Explore the material =
A - Rewrite the paragraph of the dementia care passage that begins "Many health and social care professionals, from all ethnic groups" as a concise bulleted list, keeping its main facts.
B - Transcribe the dementia care passage from "Professional and informal" up to and including "rather than dementia.".
C - Write the next part of the dementia care passage, picking up after its final sentence.

Given passage =

==================================================

Basket | Login


Health and social care professionals

Professional and informal carers

Health and social care professionals providing dementia care to people from minority ethnic groups have their own understandings of dementia and may also have beliefs about people from minority ethnic groups which have an impact on the care they provide. It might be assumed that most professional carers in Europe have a reasonable understanding of dementia, are able to recognise dementia and consider it as a medical condition. However, a study by Emilsson (2011) into dementia care staff in Portugal, France and Sweden revealed that all perceived the needs and behaviour of residents with dementia through the lens of ageing rather than dementia.

Many health and social care professionals, from all ethnic groups, are not sufficiently aware of services for people with dementia, and especially not of specific services for people from minority ethnic groups. In addition, some have limited or no understanding of the culture of people from specific minority ethnic group to whom they provide care or of their particular needs and wishes. There may, however, be situations in which health and social care professionals are aware of cultural practices but need to insist on certain issues (e.g. to enter a person’s home in a crisis situation without taking off their shoes). A particularly difficult situation is where the social services have received a ‘note of concern’ from neighbours and need to check the wellbeing of a member of the family but are refused entry by relatives (Sagbakken et al. 2018). There are also many situations in which health and social care professionals are restricted with regard to the support that they can provide to people from minority ethnic groups by procedures, hierarchies, structures, funding and lack of training opportunities.

==================================================

Exercise data =
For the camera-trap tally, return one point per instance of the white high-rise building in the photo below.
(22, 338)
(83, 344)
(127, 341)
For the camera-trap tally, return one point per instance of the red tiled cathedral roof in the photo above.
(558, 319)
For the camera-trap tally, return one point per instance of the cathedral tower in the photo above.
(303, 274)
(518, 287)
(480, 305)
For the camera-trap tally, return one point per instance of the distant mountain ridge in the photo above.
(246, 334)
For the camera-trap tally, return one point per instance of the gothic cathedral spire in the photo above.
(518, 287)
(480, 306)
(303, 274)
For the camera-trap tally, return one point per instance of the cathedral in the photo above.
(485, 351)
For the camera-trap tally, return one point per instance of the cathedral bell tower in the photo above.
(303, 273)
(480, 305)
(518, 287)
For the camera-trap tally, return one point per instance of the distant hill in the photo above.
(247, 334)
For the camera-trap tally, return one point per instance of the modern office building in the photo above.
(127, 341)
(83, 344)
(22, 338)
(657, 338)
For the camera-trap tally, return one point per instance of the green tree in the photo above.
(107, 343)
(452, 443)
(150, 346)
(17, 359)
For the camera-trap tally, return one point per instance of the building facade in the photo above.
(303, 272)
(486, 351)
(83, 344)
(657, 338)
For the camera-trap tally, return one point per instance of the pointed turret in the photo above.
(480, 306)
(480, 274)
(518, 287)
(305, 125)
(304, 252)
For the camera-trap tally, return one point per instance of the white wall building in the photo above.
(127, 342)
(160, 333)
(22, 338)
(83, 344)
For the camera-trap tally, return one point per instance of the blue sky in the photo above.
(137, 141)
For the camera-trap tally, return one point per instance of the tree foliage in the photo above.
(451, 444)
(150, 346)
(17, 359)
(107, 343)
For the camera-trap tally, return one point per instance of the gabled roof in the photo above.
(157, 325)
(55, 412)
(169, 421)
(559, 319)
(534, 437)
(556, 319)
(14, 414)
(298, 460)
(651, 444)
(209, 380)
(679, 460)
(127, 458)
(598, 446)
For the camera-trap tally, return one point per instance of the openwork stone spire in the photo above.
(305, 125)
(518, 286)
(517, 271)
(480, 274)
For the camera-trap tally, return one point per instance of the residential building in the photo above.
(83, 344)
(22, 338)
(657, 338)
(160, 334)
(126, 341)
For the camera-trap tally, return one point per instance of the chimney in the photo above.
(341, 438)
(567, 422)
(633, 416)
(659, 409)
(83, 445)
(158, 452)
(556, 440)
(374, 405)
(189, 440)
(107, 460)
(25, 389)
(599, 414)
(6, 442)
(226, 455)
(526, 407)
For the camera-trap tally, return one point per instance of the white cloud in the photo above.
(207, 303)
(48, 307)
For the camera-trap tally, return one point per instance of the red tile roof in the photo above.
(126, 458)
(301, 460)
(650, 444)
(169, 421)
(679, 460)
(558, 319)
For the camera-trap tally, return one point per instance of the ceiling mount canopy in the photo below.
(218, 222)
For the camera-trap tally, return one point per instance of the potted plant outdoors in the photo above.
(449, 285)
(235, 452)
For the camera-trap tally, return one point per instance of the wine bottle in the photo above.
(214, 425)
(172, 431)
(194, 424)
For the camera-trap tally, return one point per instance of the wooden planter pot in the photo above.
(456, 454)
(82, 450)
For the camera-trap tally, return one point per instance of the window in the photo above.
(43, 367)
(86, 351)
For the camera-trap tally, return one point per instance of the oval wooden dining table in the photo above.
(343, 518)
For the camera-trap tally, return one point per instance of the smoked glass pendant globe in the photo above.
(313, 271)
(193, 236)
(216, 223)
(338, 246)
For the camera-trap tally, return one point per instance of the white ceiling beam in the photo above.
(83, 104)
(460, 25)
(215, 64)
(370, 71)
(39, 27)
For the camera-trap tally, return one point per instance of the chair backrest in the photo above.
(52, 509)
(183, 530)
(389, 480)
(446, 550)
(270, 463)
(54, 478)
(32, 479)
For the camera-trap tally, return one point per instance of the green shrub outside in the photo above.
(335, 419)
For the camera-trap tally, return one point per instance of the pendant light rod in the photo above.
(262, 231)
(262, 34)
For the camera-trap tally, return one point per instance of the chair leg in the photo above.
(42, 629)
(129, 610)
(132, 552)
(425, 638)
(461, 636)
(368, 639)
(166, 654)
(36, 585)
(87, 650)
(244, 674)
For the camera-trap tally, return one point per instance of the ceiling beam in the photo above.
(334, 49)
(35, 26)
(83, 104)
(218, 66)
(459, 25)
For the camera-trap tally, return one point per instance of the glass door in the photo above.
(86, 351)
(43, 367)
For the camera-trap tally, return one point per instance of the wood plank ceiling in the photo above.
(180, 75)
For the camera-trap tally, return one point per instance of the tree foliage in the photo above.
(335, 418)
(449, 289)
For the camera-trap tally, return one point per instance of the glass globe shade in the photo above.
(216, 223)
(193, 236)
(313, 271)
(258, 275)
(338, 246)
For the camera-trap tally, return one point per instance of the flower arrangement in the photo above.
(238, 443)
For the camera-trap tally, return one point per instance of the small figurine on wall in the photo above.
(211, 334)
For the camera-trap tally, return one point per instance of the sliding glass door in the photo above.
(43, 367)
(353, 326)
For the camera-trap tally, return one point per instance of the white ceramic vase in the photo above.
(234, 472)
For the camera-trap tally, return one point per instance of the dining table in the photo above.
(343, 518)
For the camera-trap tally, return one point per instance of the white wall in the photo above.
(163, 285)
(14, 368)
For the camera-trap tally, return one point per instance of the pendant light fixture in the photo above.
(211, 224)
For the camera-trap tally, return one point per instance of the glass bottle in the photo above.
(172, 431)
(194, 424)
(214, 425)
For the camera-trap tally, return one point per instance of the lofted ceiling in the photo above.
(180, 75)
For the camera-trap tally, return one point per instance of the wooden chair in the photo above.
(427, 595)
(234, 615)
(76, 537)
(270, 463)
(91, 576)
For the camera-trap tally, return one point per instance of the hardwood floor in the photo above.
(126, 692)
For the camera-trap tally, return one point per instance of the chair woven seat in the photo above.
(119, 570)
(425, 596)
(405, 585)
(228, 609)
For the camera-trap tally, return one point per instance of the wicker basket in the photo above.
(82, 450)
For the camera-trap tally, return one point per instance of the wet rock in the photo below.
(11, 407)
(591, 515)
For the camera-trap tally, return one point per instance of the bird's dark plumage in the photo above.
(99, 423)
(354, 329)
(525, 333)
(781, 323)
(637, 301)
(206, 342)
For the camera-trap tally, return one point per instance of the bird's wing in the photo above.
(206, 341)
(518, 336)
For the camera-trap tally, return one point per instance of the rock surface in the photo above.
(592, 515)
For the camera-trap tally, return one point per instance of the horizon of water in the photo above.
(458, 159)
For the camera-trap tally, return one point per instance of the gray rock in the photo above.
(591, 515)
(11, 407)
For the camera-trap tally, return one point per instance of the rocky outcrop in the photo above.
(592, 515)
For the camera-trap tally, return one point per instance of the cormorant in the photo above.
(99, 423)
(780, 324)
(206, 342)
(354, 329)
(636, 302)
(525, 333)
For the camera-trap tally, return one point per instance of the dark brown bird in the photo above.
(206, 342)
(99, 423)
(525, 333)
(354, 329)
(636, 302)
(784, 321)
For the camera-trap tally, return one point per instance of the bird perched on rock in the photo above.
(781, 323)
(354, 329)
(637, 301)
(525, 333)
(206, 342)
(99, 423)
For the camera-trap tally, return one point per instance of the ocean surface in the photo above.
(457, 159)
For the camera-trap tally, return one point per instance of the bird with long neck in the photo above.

==================================================

Answers by item =
A -
- Many health and social care professionals, from all ethnic groups, are not sufficiently aware of services for people with dementia. They are especially unaware of specific services for people from minority ethnic groups.
- Some have limited or no understanding of the culture, needs and wishes of the minority ethnic groups they care for.
- Professionals may know about cultural practices but still need to insist on certain issues, such as entering a home in a crisis without taking off their shoes.
- A particularly difficult situation arises when social services receive a "note of concern" from neighbors, need to check on a family member's wellbeing, and are refused entry by relatives (Sagbakken et al. 2018).
- The support professionals can give to people from minority ethnic groups is often restricted by procedures, hierarchies, structures, funding and a lack of training opportunities.

B -
Professional and informal carers

Health and social care professionals providing dementia care to people from minority ethnic groups have their own understandings of dementia and may also have beliefs about people from minority ethnic groups which have an impact on the care they provide. It might be assumed that most professional carers in Europe have a reasonable understanding of dementia, are able to recognise dementia and consider it as a medical condition. However, a study by Emilsson (2011) into dementia care staff in Portugal, France and Sweden revealed that all perceived the needs and behaviour of residents with dementia through the lens of ageing rather than dementia.

C -
Some of the other issues described in this subject may also apply to both groups. Language difficulties may impact on the ability of professional carers to provide good quality, person-centred care. In a Norwegian study, staff in home-based dementia services complained of not being able to understand their clients from minority ethnic groups, of having to rely on relatives for translation and of not feeling that they understood the situation and needs of their clients (Sagbakken et al. 2018).  This was combined with frustration about finding ways to involve relatives in care (as the latter often express an interest in being involved) and their efforts being ignored (e.g. relatives not attending meetings to discuss how to coordinate care). However, the researchers noted that some people felt uncomfortable and disloyal “talking about everything” in front of strangers, whereas others appreciated the proposed family meetings and yet others, women in general, wanted to attend but were unable to do so because they could not leave the person with dementia alone.  So this is a complex issue which probably requires more flexibility and perhaps a different approach to involving the family. As many people from minority ethnic groups are often diagnosed at a later stage of dementia (if at all), relatives and friends supporting them are unable to leave them at home alone whilst they go out to organise the support they need. The way that support is organised sometimes prevents the very people who need it from obtaining it.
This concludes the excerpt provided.